#### [AUFGABE 1]
Beantworte zum Artikel über Zeitzeugenberichte aus dem Krieg diese Fragen:
(a) Wie heißt der Karikaturist, dessen Sicht auf die Aufarbeitung des Zweiten Weltkriegs gezeigt wird?
(b) In welchem Ort wird über das Buch von Ulrich Frodien diskutiert?
(c) Wann und wo wurde Frodiens Einheit aufgerieben?
#### [AUFGABE 2]
Führe den Artikel über Zeitzeugenberichte aus dem Krieg im Anschluss an seinen letzten Satz fort.

**** QUELLE

Zeitzeugenberichte aus dem Krieg:Bewegende Erinnerungskultur

Zeitzeugenberichte aus dem Krieg: Aufarbeitung des Zweiten Weltkriegs, wie sie der Karikaturist Guido Zingerl sieht.

Aufarbeitung des Zweiten Weltkriegs, wie sie der Karikaturist Guido Zingerl sieht.

(Foto: Günther Reger)

In Puchheim wird über das Buch des Wehrmachtssoldaten Ulrich Frodien diskutiert, in Eichenau tauschen sich Senioren über ihre Erlebnisse in der Nazi-Dikatur aus

Von Peter Bierl, Puchheim/Eichenau

Sie liegen in einer Stellung, junge Männer voller Angst mit coolen Sprüchen. Dichter Nebel zieht auf. Handgranaten fliegen, Schüsse fallen, sie flüchten. Die Kameraden hinten strafen sie mit stiller Verachtung, ein Oberleutnant schickt sie zurück in den Graben. Einige Zeit später wird die Einheit in einem Dorf von Partisanen angegriffen. Sie schlagen den Angriff zurück, zünden die Häuser an, Ulrich Frodien mäht die Flüchtenden mit einem MG nieder. Er und sein Kamerad sollen einen gefangenen Bauernjungen mit der Pistole erschießen, dessen Mutter wirft sich ihnen weinend zu Füßen. Sie lassen den Burschen laufen, nachdem ihr Unteroffizier verschwunden ist. Schließlich wird Frodien schwer verwundet, seine Einheit im Dezember 1944 in Budapest aufgerieben.

********
**** DATENABSCHNITT

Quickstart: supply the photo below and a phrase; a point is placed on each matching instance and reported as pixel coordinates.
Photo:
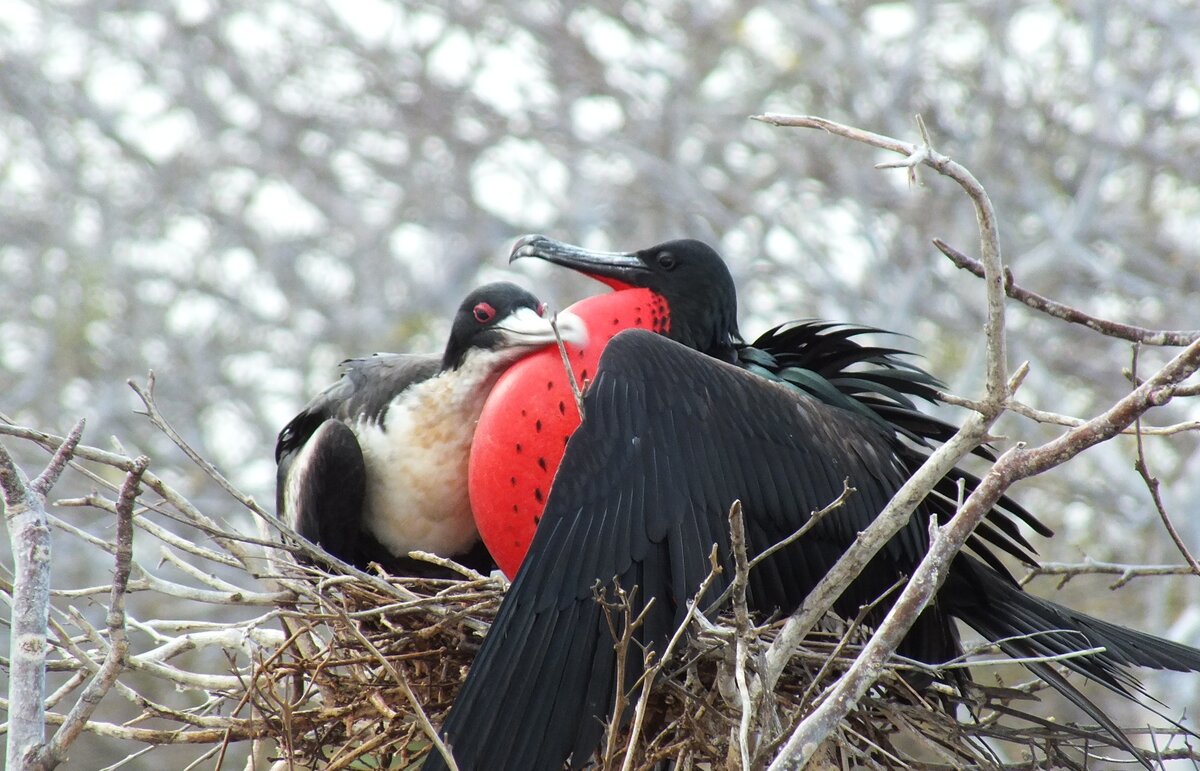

********

#### [LÖSUNG 1]
(a) Guido Zingerl
(b) In Puchheim
(c) Im Dezember 1944 in Budapest

#### [LÖSUNG 2]
Die Lesung im Bürgertreff Puchheim am Donnerstag ist eindrucksvoll, dank Robert Hofmann, der die Passagen vorträgt, und der Art, wie Frodien sich mit den Geschehnissen auseinandergesetzt hat. Der spätere SZ-Redakteur hatte sich 1944 im Alter von nicht einmal 18 Jahren freiwillig zur Wehrmacht gemeldet. Hitlerjugend, Reichsarbeitsdienst und Nazi-Lehrer hatten ihn geprägt: Mitleid ist deutschen Volksgenossen und Kameraden vorbehalten, allen anderen gebühre mitleidlose Härte und Brutalität. "Wir männlichkeitsbesoffenen Narren fanden das erstrebenswert", schrieb Frodien. In der kurzen Ausbildung ist er der beste Schütze der Kompanie, darf das modernste Maschinengewehr bedienen und ist stolz darauf - bis zum ersten Fronteinsatz.

Lesung Puchheim

Der Schauspieler Robert Hofmann liest aus Frodiens Buch "Bleib übrig".

(Foto: Günther Reger)

"Zeitzeugen sind der letzte direkte Zugang zur Vergangenheit", sagt Christian Packheiser. Der Historiker am Institut für Zeitgeschichte in München arbeitet an einem Forschungsprojekt über Privatheit im Nationalsozialismus mit und konzentriert sich auf Soldaten zwischen Fronteinsatz und Familie. Zusammen mit Erich Hage, ebenfalls Historiker und Vorsitzender der Volkshochschule Puchheim, und den Besuchern der Lesung, die NS-Regime und Krieg allenfalls als Kinder miterlebt haben, diskutiert Packheiser an diesem Abend über das Buch von Frodien.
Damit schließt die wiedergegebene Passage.